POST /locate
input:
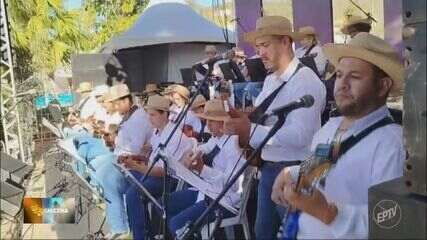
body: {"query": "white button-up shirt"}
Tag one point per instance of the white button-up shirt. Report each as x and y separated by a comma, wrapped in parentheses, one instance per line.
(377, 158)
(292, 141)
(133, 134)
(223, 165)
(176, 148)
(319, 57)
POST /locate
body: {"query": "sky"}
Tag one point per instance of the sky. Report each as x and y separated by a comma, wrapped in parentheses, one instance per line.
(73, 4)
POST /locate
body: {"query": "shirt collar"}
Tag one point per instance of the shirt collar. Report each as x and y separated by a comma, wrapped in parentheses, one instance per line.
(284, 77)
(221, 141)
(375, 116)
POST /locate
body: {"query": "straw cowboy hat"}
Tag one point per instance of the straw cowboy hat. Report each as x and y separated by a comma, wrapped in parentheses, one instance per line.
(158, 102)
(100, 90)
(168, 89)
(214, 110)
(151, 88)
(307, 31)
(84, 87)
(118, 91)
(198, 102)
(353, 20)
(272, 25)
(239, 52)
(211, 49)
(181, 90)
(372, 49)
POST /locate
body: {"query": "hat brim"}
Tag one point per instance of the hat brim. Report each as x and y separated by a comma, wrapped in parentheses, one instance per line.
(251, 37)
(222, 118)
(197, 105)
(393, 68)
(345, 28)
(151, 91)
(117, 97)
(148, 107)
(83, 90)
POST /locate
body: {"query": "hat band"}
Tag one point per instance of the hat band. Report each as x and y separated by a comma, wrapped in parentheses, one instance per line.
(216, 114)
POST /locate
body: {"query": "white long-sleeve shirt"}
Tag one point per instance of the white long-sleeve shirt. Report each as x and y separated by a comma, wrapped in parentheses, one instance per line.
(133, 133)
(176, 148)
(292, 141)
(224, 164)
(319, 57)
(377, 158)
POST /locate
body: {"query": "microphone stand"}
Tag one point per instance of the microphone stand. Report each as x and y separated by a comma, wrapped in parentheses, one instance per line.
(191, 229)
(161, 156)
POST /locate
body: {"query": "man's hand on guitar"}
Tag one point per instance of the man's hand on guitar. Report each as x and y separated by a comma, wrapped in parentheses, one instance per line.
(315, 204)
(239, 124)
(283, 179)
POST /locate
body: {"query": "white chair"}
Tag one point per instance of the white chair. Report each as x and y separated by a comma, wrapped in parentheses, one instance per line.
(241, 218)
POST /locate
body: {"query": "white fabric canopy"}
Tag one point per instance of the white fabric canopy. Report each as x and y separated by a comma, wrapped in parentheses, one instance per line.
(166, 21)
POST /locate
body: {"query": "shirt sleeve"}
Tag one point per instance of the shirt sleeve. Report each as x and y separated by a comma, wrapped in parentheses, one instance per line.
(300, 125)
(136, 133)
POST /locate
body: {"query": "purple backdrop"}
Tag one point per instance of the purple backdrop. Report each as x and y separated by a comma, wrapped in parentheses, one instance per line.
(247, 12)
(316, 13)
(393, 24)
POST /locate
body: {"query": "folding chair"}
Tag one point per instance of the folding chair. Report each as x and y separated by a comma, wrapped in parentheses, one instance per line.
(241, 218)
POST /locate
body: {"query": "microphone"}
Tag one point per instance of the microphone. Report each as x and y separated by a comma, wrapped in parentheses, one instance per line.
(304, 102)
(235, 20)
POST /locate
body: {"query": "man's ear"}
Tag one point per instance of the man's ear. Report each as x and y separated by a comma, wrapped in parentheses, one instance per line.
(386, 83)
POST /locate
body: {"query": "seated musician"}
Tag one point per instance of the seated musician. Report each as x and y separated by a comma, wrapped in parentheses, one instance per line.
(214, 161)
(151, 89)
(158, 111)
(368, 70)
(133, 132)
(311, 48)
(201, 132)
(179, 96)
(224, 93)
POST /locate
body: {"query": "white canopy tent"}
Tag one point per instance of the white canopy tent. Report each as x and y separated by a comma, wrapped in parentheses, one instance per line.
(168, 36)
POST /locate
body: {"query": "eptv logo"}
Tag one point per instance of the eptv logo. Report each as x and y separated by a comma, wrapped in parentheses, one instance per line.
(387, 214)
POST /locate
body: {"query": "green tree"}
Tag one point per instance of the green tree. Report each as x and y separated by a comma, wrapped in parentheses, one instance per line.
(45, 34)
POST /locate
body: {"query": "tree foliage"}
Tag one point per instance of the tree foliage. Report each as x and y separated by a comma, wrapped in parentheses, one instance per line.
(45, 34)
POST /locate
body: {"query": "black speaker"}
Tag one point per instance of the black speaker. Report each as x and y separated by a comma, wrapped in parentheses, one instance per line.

+===+

# THE REQUEST
Your task is to reproduce all of the material exactly. The pictures stay out.

# RESULT BELOW
POST /locate
input:
body: {"query": "white button-up shirt"}
Tag one point per instance of the white button-up shirt. Report each as x and y separated by a comma, wrapped in parentheses, one instance per line.
(377, 158)
(292, 141)
(133, 134)
(223, 165)
(176, 148)
(319, 57)
POST /locate
body: {"query": "sky"}
Tag one point per instance of the sky. Report each as x and y separated by a comma, wrapped in parentheses, one instance per line.
(73, 4)
POST /locate
body: {"query": "shirt collar"}
Tag one point per instance of the shirt collar. Report each as x and y separated by a comma, wrapped in parentheses, one instance per line.
(284, 77)
(221, 141)
(375, 116)
POST /locate
body: {"query": "straw cowboy hat"}
Tag one point per instance of the straw cowboy hat. Report each as x and y separated by a comma, wrapped in parentheses, one instance per line.
(158, 102)
(100, 90)
(168, 89)
(214, 110)
(151, 88)
(307, 31)
(84, 87)
(118, 91)
(198, 102)
(353, 20)
(272, 25)
(239, 52)
(211, 49)
(181, 90)
(372, 49)
POST /locate
body: {"query": "hat brim"}
Tag one point per instance of the hat brim. Report each as x and y separated by a comma, wrapped in parentheses, one instance per line.
(251, 37)
(222, 118)
(197, 105)
(393, 68)
(345, 28)
(151, 91)
(117, 97)
(148, 107)
(83, 90)
POST /locate
body: {"query": "hat band"}
Tag one point per instance of the hat band. Report each as x and y separated by a comma, wrapped in parentheses, one instance per line.
(216, 114)
POST /locate
body: {"query": "white long-sleeve shirt"}
Tag one point per instance of the white long-sleeve shirt. Report each as x and y separated by a comma, wrapped in parentheses, one instance per line.
(133, 133)
(176, 148)
(292, 141)
(224, 164)
(319, 57)
(377, 158)
POST /locate
body: {"query": "microphone stand"}
Tag one point per instance of the microphone stand. Report each as x and y separated by a comma, wrapped in parentheses, one instance per line.
(191, 229)
(161, 156)
POST /locate
body: {"query": "man's hand on guitar"}
Tag one point per instance of the man's hand on guitar. Report each as x and y separated by a comma, wrapped in parentheses, one instance per line.
(315, 204)
(239, 124)
(283, 179)
POST /locate
body: {"query": "white chair"}
Tag one point per instance of the white chair. Report each as x and y separated by a comma, wrapped in parentheses, one instance per line.
(241, 218)
POST /locate
body: {"query": "white fabric canopy"}
Tag one point per instance of the white fabric canopy. Report each as x and y separated by a comma, wrapped in parentheses, one instance per line.
(166, 21)
POST /locate
body: {"query": "shirt sleeve"}
Tag one point per instance of the shirt sleeve. Report each as x and y separated by a comma, wrapped in parentheses, one instance per line.
(300, 125)
(136, 133)
POST /locate
body: {"query": "purple backdrop"}
Tag one point per instance of the purple backdrop. Report each as x and y separated by a comma, wrapped in parentheses, one instance per line.
(247, 12)
(316, 13)
(393, 24)
POST /locate
body: {"query": "folding chair"}
Tag one point per instance of the folding chair. Report each as x and y separated by a comma, wrapped in parentheses, one instance per line.
(241, 218)
POST /locate
body: {"query": "microphone"}
Tag one point per instance of the microphone. Report each as x and y separated by a comma, wrapped in parentheses, one instance per line.
(304, 102)
(235, 20)
POST /locate
body: {"query": "man's ear"}
Tag one point per instance of the man's ear. Report each as x and y separated by a comma, wrapped in parentheses, one instance per line.
(386, 83)
POST /locate
body: {"query": "seated musician"}
Tag one point per instance of the seated musician. Report each as x and y separated by a comma, wrapped in parentheses, one instance per line.
(214, 161)
(151, 89)
(158, 111)
(368, 70)
(133, 132)
(311, 48)
(201, 132)
(179, 96)
(224, 93)
POST /locate
body: {"query": "white canopy tent"}
Tag one point per instance of the white canopy tent. Report each as x and y separated by a comma, wrapped in parentheses, one instance per line.
(168, 36)
POST /locate
body: {"query": "eptv logo"}
Tag one point per instance of the eptv logo. Report each as x and y separated by a comma, wrapped in parentheses, one instance per line.
(387, 214)
POST /locate
body: {"query": "green tree"}
Tag one point per instance of the green tree. Report each as x and y separated by a comma, wrapped in parentheses, one instance per line.
(45, 34)
POST /locate
body: {"query": "tree foliage"}
Tag one point per instance of the tree foliage. Report each as x and y separated by a comma, wrapped in parentheses, one instance per line.
(45, 34)
POST /locate
body: {"query": "black speaker"}
Tag one point per instance of the black speaker. Report each as x and y separated by a comma, wrapped in parentheses, one instance per line.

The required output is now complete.